▸ **Text passage**:
══════

The Winnipeg Symphony Orchestra's 22nd New Music Festival

by Jane Enkin, Jan 26, 2013


The Winnipeg Symphony Orchestra's 22ndNew Music Festival will celebrate the work of the important American composer Steve Reich. There are many exciting features to this festival of contemporary works by Reich and others, including world premieres, concerts by the dazzling percussionist Dame Evelyn Glennie, and ballet and choral performances.

I encourage readers to attend the New Music Festival, especially this year when three of the pieces are of particular interest to Jewish listeners. The opening night of the festival includes Canadian composer Peter-Anthony Togni's powerful setting of Eicha, the Book of Lamentations, performed by the Elmer Iseler Singers. (Monday, January 28, 7:30 pm, Centennial Concert Hall.)

Steve Reich brings very personal experiences to the process of composing. Throughout his career, he has been an innovator intellectually, musically and technologically. Two of the works to be presented in the 2013 New Music Festival explore very different Jewish themes.

══════

▸ **Supplied material**:

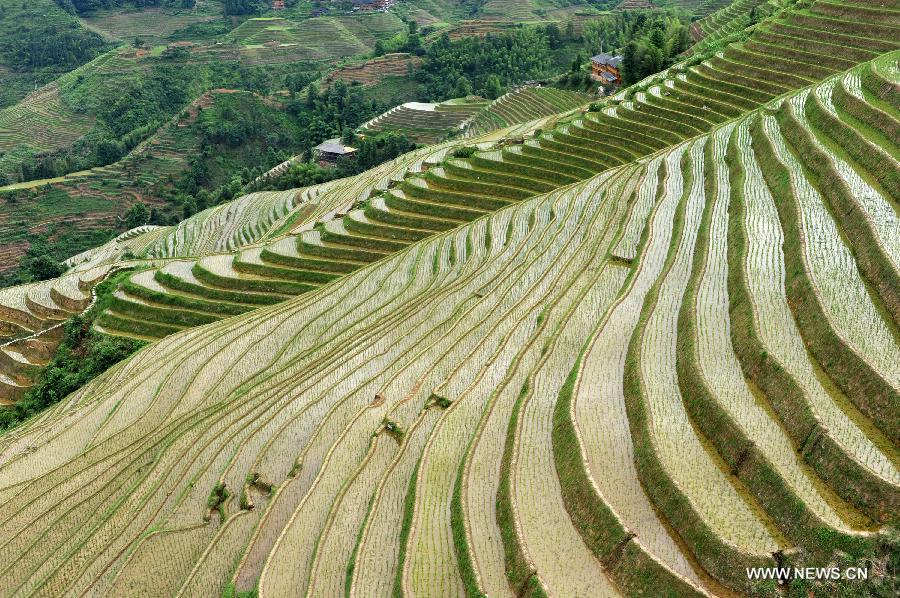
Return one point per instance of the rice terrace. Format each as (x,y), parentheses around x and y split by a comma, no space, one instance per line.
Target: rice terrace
(450,298)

══════

▸ **What is expected**: Continue the article about the Winnipeg Symphony Orchestra's New Music Festival from its last sentence. The material has no connection to the article about the festival.

▸ **Reply**:
Tehillim is Reich's 1981 setting, in Hebrew, of selections from the Book of Psalms. (Thursday, January 31, 7:30 pm Centennial Concert Hall.) Reich worked very closely with the rhythms he could hear in the Hebrew words, with instruments echoing singers. The piece marked changes for him. Journalist Norman Lebrecht says that in the mid-1970's Reich
“experienced a spiritual awakening. ‘I began to think I’m not African, nor Balinese. I’m a Jew.’”After years in which his Judaism was not very present in his life and his music, he began to study Torah and incorporate Jewish prayer and practice in his life. He went to Israel to study Hebrew and traditional Yemenite synagogue singing. In his interview with Rebecca Y. Kim, Reich said, “By 1981, I really had a desire to bring it into my music in some way. I thought that the most obvious way was to set a text in the original Hebrew, and the most obvious text to set was the Psalms.”

There are musical departures to the piece as well. After years of building his pieces out of very brief repeated patterns, with the emphasis on rhythm, Reich based Tehillim on longer melodic patterns. This was also the first time he had set a text for singers since his student days.

For a fascinating and detailed guide to Tehillim and Different Trains, Reich's other piece in the 2013 New Music Festival with a specifically Jewish text, I recommend From New York to Vermont: Conversations with Steve Reich by Rebecca Y. Kim. You can find it at http://www.stevereich.com/articles/NY-VT.html.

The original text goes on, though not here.